-------- Record extracts

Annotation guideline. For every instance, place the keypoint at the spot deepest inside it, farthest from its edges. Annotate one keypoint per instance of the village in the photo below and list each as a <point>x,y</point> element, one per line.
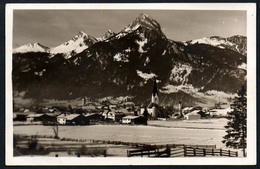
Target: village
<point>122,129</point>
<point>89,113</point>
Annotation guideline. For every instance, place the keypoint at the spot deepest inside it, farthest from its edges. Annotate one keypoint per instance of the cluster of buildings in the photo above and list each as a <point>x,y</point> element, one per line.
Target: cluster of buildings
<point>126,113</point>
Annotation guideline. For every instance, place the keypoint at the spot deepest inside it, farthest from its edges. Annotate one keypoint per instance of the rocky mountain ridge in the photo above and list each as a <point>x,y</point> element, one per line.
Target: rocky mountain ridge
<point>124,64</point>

----------------

__Task item__: The lines from the one containing "Target: village" through the last line of the records are to be transcribed exactly, with nothing else added.

__Response for this exercise__:
Target: village
<point>122,129</point>
<point>89,113</point>
Annotation guideline. For every instance, place the keypoint at the spot deepest inside it, farthest from its edges. Annotate one keypoint per instance of the cluster of buildings in the photo above and list each as a <point>x,y</point> element, one per line.
Target: cluster of buildings
<point>126,113</point>
Annotation guideline. For every instance, place the keypoint at the spot deepest inside it, farthest from its edges. Annotate one keypoint per instance of the rocky mountain ridge in the photo above and list each as a <point>x,y</point> element, one per line.
Target: rocky mountain ridge
<point>124,64</point>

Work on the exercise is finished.